** start of SUPPLIED RECORDS **

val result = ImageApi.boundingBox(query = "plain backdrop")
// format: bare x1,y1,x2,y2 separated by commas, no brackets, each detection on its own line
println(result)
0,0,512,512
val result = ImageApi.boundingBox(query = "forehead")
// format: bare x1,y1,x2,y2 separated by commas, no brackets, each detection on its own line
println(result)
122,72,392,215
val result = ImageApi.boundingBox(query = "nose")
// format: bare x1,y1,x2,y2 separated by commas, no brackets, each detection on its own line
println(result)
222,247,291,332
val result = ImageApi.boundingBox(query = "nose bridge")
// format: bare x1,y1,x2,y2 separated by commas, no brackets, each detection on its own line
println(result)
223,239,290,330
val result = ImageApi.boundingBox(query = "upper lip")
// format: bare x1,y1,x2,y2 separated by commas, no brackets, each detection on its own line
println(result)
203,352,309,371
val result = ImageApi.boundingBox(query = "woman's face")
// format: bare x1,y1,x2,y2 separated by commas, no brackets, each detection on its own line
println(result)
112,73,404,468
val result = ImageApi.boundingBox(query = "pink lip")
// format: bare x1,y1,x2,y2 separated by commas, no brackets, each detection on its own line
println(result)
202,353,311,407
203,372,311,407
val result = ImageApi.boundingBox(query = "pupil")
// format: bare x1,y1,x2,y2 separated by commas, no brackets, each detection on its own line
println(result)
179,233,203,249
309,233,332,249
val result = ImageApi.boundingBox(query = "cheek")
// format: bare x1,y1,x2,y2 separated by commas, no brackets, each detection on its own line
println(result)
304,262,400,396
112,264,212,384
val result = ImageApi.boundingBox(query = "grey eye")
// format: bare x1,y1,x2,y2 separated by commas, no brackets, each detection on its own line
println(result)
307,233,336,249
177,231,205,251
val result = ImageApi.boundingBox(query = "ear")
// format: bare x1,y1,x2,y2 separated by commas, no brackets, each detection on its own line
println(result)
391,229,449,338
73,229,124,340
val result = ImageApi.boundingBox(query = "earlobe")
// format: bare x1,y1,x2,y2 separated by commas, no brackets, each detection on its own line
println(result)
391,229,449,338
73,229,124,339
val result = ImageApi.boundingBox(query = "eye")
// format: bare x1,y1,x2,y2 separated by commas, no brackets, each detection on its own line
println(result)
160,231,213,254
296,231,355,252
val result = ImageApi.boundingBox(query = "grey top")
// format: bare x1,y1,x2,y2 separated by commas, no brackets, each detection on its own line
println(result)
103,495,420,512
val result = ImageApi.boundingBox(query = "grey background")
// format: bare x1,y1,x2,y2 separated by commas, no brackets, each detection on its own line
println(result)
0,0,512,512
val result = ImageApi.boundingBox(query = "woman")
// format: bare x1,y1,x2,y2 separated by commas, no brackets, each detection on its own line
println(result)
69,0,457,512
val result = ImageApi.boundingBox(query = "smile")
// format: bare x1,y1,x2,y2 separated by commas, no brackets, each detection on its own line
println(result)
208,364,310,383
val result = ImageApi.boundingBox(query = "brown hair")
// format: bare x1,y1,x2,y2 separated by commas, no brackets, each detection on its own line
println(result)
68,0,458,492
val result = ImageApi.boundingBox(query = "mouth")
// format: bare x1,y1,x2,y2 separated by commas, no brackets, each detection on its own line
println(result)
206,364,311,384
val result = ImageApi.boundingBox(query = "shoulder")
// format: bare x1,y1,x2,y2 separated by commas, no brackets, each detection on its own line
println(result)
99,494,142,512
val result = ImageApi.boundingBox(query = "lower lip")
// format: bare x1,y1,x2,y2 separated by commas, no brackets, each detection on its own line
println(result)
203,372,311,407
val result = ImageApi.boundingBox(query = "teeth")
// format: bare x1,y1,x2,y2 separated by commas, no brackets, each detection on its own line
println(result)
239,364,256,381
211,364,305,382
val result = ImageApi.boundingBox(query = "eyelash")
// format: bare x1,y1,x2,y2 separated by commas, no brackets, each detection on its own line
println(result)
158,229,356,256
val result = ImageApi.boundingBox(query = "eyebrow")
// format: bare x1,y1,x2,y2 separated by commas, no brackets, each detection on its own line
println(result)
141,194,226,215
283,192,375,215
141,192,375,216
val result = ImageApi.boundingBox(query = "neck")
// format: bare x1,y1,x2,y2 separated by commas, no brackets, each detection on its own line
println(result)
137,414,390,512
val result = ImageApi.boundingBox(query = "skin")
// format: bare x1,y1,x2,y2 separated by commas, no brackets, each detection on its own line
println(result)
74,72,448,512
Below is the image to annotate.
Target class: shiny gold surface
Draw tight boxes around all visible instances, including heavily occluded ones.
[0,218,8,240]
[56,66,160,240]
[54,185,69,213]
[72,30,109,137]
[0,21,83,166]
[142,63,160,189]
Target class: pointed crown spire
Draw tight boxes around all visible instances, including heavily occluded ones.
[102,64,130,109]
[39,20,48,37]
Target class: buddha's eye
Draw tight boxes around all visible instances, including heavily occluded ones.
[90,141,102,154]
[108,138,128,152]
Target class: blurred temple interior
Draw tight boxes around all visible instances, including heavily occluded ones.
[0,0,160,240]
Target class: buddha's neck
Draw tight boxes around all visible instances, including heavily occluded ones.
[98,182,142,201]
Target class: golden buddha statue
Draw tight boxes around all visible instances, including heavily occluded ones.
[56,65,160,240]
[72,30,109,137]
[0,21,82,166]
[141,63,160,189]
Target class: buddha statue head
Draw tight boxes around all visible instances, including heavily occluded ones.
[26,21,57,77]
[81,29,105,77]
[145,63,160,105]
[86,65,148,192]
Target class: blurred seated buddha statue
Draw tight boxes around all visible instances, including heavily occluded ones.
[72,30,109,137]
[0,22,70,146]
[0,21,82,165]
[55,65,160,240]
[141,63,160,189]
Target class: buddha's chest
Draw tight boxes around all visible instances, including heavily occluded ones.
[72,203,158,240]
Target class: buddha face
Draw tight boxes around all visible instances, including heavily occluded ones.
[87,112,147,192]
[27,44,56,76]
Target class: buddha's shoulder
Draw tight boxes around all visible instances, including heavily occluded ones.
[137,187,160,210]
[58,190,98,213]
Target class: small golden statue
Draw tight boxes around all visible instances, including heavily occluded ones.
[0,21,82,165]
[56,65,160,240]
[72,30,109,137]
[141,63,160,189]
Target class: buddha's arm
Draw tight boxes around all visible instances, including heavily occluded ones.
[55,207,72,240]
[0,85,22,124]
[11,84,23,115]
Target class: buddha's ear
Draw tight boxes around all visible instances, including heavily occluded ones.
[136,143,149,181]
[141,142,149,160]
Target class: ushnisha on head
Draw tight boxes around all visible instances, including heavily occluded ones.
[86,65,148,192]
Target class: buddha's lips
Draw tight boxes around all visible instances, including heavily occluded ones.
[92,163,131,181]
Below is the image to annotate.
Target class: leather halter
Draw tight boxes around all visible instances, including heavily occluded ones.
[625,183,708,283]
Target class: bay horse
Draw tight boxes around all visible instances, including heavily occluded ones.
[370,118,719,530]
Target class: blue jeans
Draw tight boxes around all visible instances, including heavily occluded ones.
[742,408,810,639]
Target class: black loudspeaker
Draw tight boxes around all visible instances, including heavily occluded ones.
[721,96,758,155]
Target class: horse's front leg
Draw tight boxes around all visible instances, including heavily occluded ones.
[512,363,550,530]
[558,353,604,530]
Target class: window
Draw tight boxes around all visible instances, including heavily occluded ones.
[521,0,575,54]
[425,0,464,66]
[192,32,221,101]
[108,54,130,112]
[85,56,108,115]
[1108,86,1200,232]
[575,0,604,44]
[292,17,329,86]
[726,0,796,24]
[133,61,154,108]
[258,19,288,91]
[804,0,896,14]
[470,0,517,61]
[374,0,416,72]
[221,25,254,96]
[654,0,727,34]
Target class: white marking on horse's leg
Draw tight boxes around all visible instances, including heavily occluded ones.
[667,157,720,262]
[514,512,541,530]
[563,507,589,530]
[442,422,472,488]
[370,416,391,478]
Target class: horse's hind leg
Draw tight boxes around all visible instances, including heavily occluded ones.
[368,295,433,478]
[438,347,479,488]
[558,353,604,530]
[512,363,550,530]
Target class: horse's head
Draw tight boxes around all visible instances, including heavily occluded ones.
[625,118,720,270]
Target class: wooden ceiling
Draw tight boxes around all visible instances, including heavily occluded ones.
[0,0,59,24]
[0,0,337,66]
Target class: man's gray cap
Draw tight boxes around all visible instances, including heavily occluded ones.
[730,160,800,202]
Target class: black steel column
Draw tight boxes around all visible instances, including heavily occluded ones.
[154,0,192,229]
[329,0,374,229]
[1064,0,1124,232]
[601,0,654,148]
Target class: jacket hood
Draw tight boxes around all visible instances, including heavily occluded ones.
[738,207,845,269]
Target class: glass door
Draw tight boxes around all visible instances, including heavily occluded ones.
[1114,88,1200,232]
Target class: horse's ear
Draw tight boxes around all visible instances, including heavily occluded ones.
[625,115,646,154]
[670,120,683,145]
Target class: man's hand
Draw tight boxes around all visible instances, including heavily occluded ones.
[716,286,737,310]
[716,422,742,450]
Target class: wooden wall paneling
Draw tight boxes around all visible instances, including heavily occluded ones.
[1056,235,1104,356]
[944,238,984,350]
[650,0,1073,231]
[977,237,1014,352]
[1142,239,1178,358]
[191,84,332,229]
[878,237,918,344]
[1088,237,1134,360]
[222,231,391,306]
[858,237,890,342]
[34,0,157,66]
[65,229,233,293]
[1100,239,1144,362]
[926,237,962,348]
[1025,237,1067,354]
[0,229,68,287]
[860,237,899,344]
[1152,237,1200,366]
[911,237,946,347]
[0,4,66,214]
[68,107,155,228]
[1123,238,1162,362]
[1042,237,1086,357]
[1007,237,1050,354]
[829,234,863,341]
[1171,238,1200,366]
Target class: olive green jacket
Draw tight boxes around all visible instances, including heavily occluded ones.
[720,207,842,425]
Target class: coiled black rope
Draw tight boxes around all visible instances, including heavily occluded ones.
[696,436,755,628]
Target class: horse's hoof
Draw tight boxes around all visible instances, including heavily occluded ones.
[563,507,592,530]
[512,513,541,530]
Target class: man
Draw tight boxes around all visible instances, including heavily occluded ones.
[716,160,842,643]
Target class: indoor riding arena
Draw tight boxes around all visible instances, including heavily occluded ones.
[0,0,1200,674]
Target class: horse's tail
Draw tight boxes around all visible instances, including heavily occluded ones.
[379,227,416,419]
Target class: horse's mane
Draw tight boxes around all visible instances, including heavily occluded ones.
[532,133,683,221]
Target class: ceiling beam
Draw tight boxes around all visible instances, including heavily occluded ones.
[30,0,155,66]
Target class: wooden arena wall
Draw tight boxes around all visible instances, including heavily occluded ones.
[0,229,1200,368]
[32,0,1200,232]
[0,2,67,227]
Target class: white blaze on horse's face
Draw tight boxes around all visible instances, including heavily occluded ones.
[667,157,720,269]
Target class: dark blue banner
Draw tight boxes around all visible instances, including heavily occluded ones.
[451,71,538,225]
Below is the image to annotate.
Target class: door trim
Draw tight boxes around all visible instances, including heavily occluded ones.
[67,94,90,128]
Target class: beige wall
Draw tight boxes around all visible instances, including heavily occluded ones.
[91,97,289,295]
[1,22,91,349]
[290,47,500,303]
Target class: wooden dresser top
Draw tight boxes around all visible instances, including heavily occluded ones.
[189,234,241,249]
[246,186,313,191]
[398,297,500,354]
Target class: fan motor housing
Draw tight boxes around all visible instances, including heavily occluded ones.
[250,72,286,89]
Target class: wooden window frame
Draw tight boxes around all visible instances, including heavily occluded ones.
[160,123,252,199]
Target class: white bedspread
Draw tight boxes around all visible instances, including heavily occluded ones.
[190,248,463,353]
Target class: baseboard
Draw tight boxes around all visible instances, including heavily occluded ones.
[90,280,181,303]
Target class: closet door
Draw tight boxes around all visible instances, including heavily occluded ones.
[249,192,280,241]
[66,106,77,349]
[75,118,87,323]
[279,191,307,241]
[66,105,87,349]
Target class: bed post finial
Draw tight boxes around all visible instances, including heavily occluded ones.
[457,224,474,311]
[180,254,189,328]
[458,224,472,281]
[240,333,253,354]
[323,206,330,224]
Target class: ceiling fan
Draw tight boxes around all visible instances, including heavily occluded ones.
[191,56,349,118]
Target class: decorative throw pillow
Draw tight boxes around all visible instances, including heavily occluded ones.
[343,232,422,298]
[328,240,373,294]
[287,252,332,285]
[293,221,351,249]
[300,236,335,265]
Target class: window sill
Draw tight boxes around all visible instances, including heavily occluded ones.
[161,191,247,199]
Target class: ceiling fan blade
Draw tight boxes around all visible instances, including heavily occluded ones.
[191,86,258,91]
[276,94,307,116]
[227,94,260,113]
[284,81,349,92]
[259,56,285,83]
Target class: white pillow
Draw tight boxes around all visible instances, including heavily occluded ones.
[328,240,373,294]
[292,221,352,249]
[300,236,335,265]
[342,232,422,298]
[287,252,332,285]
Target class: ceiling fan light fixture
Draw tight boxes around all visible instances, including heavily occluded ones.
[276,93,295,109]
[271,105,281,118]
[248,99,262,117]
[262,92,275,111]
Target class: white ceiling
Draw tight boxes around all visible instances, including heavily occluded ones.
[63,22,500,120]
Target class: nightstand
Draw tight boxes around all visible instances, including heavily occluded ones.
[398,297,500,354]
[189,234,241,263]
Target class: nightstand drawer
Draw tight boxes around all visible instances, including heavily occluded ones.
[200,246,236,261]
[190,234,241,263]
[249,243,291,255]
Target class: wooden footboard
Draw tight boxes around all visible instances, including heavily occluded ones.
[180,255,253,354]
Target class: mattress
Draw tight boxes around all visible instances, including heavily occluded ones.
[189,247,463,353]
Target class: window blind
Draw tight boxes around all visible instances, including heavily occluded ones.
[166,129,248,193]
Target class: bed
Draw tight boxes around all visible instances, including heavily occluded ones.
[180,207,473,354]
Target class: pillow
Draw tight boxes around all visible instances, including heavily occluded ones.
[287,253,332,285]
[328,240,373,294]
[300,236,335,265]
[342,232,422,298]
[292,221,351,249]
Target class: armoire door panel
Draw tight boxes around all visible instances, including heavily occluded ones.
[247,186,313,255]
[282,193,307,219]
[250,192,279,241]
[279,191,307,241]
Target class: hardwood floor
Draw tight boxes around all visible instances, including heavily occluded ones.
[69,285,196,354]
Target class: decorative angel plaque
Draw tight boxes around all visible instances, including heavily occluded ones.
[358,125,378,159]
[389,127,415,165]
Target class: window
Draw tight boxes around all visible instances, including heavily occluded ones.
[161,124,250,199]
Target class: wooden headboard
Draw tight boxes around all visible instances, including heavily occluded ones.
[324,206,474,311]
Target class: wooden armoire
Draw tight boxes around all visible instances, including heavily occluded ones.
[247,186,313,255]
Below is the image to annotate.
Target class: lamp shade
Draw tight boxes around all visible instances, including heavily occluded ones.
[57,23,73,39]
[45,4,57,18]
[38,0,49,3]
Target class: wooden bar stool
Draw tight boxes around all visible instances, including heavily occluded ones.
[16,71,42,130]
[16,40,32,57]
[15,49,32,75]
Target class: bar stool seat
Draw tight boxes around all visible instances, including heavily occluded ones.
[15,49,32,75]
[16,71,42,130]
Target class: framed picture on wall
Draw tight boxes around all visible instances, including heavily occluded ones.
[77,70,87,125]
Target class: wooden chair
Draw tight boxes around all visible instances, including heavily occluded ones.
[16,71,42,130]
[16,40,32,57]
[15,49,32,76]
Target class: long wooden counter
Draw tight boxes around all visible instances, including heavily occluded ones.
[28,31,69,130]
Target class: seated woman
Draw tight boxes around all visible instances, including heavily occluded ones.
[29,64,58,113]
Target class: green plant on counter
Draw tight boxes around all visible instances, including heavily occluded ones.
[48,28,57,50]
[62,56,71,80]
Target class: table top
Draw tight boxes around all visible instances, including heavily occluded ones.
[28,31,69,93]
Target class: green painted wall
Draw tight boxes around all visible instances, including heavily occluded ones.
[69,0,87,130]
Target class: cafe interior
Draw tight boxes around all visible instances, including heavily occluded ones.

** end of SUPPLIED RECORDS **

## GIVEN TASK
Reproduce the lines above without any change, from the line containing "Target class: decorative throw pillow" through the line containing "[259,56,285,83]", both included.

## FULL ANSWER
Target class: decorative throw pillow
Draw tight boxes around all visible instances, including heavily occluded ones.
[343,232,422,298]
[328,240,373,294]
[287,252,332,285]
[293,221,351,249]
[300,236,335,265]
Target class: window sill
Draw tight boxes around all visible instances, including heavily occluded ones.
[161,191,247,199]
Target class: ceiling fan blade
Draw tight boxes around all visible instances, including heavily occluded ones.
[191,86,258,91]
[276,94,307,116]
[227,94,260,113]
[284,81,349,92]
[259,56,285,83]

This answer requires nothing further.